[Stored data entries]
------------------------------------------------------------------------

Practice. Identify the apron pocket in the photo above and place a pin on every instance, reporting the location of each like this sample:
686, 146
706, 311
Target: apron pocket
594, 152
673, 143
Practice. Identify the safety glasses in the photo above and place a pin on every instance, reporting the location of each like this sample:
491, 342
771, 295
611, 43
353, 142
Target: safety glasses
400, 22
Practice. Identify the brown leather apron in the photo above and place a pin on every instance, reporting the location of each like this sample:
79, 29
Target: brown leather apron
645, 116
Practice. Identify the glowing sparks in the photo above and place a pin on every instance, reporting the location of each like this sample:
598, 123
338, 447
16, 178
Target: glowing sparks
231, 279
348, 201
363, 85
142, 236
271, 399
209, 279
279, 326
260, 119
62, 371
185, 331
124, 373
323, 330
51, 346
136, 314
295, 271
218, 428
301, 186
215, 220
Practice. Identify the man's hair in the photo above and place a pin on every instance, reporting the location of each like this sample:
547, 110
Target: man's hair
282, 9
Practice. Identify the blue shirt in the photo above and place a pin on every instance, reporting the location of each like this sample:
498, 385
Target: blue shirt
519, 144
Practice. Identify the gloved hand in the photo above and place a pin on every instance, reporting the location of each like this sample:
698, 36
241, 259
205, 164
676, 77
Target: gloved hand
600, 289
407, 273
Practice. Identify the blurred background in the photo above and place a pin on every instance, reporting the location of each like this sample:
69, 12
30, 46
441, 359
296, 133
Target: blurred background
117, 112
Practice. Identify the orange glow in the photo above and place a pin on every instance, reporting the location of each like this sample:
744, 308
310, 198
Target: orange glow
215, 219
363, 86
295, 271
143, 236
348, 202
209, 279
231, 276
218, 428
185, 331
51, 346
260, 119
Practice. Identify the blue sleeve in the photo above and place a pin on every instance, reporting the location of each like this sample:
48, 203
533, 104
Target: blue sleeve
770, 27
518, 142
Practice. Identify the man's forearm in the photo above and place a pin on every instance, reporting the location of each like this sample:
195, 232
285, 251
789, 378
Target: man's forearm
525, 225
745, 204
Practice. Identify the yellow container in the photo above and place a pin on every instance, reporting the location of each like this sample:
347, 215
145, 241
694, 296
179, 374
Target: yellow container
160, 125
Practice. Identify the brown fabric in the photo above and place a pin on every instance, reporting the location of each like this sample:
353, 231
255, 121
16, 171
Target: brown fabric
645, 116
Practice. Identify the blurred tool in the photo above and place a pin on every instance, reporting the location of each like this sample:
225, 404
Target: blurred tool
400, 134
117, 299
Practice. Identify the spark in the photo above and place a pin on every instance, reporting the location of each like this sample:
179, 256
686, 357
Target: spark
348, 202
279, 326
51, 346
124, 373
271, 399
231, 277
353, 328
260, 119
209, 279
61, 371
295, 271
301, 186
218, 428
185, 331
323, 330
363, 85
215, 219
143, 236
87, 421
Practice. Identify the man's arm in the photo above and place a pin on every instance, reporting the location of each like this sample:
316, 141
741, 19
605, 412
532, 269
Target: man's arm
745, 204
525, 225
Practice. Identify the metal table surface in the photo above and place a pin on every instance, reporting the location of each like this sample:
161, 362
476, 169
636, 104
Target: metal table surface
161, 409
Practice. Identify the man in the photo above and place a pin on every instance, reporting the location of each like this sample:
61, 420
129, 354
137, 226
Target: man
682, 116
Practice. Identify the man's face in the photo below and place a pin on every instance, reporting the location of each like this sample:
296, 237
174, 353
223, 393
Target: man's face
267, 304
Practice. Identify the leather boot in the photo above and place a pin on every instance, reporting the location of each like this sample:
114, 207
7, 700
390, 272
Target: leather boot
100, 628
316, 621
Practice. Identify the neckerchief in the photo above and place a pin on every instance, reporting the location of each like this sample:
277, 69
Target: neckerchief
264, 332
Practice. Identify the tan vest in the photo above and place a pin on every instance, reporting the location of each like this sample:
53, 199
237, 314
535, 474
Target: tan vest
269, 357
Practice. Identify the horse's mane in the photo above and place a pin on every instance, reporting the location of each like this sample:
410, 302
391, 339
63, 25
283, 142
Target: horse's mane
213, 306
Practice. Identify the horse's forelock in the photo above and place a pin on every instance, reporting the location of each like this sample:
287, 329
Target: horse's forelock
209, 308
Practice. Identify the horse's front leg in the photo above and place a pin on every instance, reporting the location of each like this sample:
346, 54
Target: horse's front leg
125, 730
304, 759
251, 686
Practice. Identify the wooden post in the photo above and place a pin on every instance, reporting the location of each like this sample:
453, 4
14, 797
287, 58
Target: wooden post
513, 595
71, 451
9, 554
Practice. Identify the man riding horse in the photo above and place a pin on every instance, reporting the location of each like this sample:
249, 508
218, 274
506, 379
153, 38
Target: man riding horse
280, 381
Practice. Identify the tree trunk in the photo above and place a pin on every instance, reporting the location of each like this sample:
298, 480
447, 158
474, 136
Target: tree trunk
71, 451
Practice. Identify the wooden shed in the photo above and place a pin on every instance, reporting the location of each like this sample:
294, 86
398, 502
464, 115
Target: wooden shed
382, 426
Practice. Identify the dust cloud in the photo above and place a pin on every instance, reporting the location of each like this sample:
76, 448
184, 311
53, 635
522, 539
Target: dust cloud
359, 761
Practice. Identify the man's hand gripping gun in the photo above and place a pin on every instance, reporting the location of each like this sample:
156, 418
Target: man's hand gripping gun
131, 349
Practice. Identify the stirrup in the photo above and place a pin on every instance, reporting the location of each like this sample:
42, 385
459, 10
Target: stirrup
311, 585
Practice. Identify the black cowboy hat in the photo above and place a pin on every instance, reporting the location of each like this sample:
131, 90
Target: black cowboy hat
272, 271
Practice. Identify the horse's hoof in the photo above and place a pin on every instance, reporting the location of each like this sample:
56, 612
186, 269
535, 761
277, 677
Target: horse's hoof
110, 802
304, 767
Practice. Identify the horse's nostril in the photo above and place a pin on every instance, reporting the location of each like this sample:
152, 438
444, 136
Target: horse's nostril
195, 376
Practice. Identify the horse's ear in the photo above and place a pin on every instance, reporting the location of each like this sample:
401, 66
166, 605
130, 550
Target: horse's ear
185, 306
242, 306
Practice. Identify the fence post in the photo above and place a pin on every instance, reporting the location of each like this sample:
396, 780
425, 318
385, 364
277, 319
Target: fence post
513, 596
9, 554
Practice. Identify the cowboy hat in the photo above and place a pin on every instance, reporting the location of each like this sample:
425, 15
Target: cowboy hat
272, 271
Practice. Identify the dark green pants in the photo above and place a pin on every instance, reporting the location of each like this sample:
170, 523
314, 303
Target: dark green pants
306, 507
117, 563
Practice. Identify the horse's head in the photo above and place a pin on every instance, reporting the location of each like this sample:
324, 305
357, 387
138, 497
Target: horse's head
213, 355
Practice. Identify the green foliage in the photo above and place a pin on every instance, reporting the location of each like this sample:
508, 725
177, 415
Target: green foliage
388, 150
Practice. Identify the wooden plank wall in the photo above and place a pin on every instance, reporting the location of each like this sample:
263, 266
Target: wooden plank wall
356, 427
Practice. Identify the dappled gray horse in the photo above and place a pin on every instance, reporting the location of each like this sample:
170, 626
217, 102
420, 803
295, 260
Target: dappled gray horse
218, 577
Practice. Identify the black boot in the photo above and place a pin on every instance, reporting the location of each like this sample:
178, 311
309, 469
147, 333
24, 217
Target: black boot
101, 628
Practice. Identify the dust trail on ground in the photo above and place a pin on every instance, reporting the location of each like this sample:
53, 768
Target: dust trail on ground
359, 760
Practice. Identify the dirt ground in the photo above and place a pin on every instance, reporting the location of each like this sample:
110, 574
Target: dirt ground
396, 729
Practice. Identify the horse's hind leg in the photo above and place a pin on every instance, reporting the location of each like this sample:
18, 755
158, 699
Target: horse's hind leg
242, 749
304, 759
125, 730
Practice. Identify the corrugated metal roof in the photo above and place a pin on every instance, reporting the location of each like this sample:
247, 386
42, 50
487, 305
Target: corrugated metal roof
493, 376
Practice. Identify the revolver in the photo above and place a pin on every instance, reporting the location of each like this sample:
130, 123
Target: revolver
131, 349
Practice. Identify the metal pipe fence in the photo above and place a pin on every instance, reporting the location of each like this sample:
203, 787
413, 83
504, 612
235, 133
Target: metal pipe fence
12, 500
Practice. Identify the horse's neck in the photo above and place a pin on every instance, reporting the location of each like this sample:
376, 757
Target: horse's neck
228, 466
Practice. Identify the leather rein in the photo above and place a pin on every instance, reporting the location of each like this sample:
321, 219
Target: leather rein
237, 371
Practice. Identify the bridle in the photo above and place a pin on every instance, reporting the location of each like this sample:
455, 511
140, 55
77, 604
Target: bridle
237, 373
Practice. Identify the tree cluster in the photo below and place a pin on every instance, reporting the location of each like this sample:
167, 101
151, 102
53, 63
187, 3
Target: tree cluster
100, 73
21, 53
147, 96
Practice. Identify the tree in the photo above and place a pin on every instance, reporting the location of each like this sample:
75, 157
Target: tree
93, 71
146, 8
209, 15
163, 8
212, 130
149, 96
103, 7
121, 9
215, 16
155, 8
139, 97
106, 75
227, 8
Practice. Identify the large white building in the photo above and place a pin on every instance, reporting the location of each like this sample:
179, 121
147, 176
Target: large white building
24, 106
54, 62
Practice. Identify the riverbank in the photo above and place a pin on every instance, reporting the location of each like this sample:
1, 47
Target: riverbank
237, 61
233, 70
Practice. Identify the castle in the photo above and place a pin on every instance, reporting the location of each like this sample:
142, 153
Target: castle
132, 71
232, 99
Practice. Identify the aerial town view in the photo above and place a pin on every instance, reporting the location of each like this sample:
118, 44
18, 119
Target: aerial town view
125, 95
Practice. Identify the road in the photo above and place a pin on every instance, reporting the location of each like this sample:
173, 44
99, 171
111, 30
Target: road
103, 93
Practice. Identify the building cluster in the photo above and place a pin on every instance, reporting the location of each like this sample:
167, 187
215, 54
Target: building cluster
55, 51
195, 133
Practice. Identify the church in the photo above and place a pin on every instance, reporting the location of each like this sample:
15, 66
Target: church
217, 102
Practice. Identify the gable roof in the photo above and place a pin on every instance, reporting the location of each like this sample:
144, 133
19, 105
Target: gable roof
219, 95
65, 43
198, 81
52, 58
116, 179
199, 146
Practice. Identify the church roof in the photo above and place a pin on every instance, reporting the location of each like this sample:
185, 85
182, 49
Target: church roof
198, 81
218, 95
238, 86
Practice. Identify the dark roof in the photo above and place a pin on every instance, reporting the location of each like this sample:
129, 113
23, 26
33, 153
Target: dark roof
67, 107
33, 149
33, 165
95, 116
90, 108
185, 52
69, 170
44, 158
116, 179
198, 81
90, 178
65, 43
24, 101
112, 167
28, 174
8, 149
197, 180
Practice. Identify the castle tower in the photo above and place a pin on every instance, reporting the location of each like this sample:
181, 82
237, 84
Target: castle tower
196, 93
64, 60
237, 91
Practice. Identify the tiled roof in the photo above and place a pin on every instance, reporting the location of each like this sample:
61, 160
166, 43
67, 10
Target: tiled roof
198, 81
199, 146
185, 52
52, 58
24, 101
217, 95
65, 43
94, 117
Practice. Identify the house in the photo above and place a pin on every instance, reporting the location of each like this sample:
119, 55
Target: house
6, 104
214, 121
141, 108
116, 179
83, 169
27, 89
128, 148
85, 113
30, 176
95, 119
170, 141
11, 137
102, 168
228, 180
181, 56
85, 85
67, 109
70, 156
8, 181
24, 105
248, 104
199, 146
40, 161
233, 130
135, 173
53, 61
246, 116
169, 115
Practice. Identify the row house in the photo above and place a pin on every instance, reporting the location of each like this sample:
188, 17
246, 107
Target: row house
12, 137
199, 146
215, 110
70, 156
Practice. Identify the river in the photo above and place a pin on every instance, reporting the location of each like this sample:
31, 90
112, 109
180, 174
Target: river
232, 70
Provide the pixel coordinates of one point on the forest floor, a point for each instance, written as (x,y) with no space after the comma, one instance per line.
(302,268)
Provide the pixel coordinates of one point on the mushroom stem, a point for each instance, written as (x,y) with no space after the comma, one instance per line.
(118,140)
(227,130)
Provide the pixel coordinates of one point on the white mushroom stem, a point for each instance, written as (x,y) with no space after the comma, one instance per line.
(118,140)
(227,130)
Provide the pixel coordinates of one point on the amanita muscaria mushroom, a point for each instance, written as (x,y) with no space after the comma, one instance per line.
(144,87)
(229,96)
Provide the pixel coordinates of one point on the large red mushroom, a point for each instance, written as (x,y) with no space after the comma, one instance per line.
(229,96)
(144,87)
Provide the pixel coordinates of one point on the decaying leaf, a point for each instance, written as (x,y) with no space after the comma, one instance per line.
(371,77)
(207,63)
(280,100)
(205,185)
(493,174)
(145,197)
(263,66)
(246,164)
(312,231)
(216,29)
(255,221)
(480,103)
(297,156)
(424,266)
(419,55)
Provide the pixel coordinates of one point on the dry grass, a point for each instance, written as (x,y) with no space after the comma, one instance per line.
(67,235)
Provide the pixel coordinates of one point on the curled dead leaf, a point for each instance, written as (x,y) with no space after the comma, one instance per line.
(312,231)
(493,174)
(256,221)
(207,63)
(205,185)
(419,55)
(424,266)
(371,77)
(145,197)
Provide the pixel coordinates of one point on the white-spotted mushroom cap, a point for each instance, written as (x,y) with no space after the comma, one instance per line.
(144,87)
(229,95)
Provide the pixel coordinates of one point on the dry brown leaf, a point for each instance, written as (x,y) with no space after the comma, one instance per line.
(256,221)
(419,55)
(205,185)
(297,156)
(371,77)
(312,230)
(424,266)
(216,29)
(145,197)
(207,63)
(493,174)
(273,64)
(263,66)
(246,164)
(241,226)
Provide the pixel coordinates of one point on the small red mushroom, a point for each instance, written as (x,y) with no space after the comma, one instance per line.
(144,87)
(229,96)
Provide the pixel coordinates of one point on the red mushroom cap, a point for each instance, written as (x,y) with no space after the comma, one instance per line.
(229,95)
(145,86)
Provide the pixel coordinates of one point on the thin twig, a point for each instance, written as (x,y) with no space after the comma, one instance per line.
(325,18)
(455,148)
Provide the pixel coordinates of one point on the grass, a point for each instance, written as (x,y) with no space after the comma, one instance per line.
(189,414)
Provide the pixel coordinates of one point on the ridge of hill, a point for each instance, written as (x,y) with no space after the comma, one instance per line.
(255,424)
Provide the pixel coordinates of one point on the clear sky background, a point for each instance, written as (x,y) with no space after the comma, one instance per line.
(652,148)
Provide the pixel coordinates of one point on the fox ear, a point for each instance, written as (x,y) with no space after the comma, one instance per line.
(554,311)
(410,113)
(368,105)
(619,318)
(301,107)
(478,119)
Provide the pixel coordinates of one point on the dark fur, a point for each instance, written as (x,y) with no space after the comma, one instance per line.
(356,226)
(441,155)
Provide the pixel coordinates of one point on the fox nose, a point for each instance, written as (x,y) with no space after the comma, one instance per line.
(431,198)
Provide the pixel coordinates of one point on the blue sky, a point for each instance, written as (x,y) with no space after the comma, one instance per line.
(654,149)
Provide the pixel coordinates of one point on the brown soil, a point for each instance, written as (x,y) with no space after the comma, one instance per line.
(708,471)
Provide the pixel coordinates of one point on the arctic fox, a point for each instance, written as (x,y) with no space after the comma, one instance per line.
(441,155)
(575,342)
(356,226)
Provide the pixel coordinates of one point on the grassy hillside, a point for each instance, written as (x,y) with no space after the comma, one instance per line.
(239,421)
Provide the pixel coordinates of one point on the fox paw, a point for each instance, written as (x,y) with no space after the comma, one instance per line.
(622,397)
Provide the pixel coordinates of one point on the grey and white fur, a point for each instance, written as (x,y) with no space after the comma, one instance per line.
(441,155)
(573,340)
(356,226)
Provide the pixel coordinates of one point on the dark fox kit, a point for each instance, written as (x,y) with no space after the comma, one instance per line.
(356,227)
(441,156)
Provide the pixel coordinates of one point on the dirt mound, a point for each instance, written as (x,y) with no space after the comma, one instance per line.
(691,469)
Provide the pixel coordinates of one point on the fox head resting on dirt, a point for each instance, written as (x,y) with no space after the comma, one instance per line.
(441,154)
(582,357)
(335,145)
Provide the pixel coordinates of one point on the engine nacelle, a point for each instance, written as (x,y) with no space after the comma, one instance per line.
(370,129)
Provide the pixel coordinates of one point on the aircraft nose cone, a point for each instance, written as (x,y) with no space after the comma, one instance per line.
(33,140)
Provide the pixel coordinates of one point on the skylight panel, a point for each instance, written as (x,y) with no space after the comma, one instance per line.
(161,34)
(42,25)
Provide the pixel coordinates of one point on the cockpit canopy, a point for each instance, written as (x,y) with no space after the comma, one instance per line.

------------------------------------------------------------------------

For each line of the data that includes the word "below", return a copy of it.

Practice. Identify the man's face in the photo below and place a pin on every instance, reporting the location of each like this sample:
Practice. Identify the tree cluster in the photo below and place a pin on every instance, reporting the location of each like this sample:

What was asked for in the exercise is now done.